Le ripercussioni tuttavia si avranno anche nei prossimi anni con un trend negativo nonostante la crescita. Gli effetti devastanti del Covid infatti si protrarranno fino almeno al 2025, e a pagare saranno i giovani e le loro pensioni future.
Per garantire la sostenibilità del sistema pensionistico di fronte a scenari come quello che si sta qui descrivendo, la riforma Dini ha legato la rivalutazione del montante contributivo - ovvero quel “tesoretto” che annualmente i lavoratori mettono da parte con il versamento dei contributi previdenziali e che si trasforma in pensione con l’applicazione del coefficiente di trasformazione - all’andamento del PIL, alla sua media quinquennale.
Il principio è quello per cui più l’economia negli anni successivi al versamento dei contributi va bene e più questi acquisiscono di valore; viceversa, più la crescita è contenuta e più questi resteranno stazionari.
Vediamo come secondo gli esperti il crollo del PIL si ripercuoterà sulle pensioni nel futuro neanche troppo remoto.
Pensioni e crollo del PIL: chi sarà penalizzato?
Sulle pensioni la terribile scure del crollo del PIL e chi sarà penalizzato, lo abbiamo anticipato, saranno soprattutto i giovani. Come riporta Repubblica in un recente articolo, saranno proprio in trentenni di oggi ad avere un assegno della pensione più basso anche del 20 0 30% in futuro.
Non solo perché l’economia non cresce, ma anche per le carriere intermittenti e i buchi contributivi, contratti instabili. La riforma Dini di cui abbiamo detto determina che se il PIL cresce anche la pensione cresce, e maggiore sarà l’età alla quale ci si congeda maggiore sarà l’assegno.
L’Ocse ha stimato, come abbiamo anticipato, un crollo del PIL nel 2020 del 10,5%, due mesi fa si parlava dell’8%, con un rimbalzo nel 2021 del 5,4%. Questo in media quinquennale significa che fino al 2025 a partire dal prossimo anno, la crescita avrà il segno meno.
Intervistato da Repubblica, Andrea Carbone, partner di Progetica ed esperto di previdenza, ha dichiarato che le pensioni per molto tempo non riusciranno a recuperare l’inflazione con l’aumento dei prezzi. Il modo per far sì che le pensioni non vengano tagliate in futuro è che l’economia continui a crescere e che anche il mercato del lavoro venga riformato diventando molto più stabile.

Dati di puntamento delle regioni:
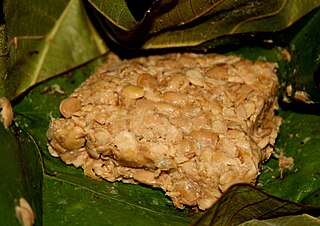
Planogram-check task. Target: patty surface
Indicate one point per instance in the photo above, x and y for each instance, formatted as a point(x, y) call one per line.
point(190, 124)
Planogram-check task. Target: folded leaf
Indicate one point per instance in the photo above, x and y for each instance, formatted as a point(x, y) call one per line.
point(46, 39)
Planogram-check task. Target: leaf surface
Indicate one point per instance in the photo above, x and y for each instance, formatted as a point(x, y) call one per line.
point(184, 23)
point(21, 174)
point(243, 202)
point(68, 195)
point(45, 40)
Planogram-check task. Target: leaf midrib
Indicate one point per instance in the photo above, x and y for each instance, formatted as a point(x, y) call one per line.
point(111, 198)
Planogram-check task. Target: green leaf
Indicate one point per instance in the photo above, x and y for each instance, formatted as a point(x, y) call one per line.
point(3, 58)
point(304, 79)
point(299, 220)
point(46, 39)
point(69, 197)
point(244, 202)
point(21, 174)
point(185, 23)
point(299, 138)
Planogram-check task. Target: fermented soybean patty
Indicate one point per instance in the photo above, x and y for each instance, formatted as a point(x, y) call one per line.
point(190, 124)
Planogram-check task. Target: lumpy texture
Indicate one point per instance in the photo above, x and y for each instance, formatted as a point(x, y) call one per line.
point(190, 124)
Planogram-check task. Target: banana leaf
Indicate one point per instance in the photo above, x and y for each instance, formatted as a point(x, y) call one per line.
point(44, 39)
point(164, 23)
point(21, 172)
point(68, 197)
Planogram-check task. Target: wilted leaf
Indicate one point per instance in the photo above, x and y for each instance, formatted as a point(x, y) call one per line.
point(243, 202)
point(46, 38)
point(21, 174)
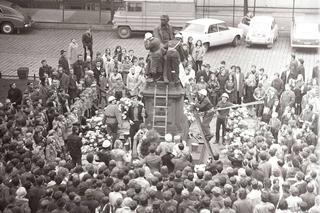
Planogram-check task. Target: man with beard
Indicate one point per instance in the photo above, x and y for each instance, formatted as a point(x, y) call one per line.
point(164, 32)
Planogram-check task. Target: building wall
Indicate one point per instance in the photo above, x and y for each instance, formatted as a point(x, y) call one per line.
point(263, 3)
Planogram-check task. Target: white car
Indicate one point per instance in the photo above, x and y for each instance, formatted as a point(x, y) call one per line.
point(305, 32)
point(212, 32)
point(262, 30)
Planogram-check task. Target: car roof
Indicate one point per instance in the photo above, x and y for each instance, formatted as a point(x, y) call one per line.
point(262, 19)
point(5, 3)
point(310, 19)
point(159, 1)
point(205, 21)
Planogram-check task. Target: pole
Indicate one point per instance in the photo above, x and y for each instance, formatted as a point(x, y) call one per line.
point(233, 12)
point(293, 8)
point(203, 6)
point(100, 4)
point(63, 11)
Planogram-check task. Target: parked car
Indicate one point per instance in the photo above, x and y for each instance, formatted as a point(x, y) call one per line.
point(305, 32)
point(12, 17)
point(144, 15)
point(212, 32)
point(262, 30)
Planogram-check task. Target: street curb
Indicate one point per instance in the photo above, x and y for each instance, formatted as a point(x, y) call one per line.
point(72, 26)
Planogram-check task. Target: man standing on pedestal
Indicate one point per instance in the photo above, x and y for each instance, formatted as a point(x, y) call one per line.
point(164, 32)
point(222, 116)
point(204, 105)
point(112, 117)
point(87, 42)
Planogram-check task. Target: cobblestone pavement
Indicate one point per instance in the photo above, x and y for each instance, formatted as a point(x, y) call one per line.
point(28, 49)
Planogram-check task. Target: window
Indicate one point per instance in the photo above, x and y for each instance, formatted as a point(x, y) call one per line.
point(213, 28)
point(190, 27)
point(222, 27)
point(134, 7)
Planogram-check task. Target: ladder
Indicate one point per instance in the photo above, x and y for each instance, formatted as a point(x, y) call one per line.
point(160, 118)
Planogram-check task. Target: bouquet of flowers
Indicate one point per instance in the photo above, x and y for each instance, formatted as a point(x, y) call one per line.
point(84, 102)
point(239, 133)
point(93, 140)
point(124, 105)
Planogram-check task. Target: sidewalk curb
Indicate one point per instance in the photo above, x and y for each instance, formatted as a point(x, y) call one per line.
point(72, 26)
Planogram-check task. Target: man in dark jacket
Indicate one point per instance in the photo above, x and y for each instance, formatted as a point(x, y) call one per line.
point(64, 80)
point(44, 69)
point(35, 194)
point(74, 144)
point(155, 57)
point(222, 116)
point(63, 62)
point(87, 42)
point(204, 105)
point(78, 68)
point(301, 69)
point(164, 32)
point(14, 94)
point(277, 83)
point(136, 115)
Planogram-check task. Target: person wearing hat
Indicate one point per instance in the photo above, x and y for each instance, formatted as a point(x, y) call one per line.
point(174, 56)
point(164, 32)
point(44, 69)
point(64, 79)
point(74, 144)
point(14, 95)
point(204, 105)
point(154, 69)
point(136, 115)
point(301, 69)
point(265, 205)
point(87, 42)
point(222, 116)
point(112, 117)
point(63, 62)
point(78, 67)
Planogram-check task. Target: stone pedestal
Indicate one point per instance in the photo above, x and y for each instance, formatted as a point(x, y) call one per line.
point(175, 118)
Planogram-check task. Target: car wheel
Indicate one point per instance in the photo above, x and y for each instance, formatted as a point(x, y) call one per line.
point(269, 46)
point(206, 46)
point(236, 41)
point(7, 28)
point(124, 32)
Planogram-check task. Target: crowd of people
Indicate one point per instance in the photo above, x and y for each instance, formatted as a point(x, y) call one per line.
point(43, 168)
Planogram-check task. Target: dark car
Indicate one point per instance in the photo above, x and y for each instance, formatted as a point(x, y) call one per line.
point(12, 17)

### Consegna
Riscrivi il brano sulle pensioni da "Sulle pensioni la" a "30% in futuro.", mettendo "il pesante impatto" al posto di "la terribile scure".

### Risposta
Sulle pensioni il pesante impatto del crollo del PIL e chi sarà penalizzato, lo abbiamo anticipato, saranno soprattutto i giovani. Come riporta Repubblica in un recente articolo, saranno proprio in trentenni di oggi ad avere un assegno della pensione più basso anche del 20 0 30% in futuro.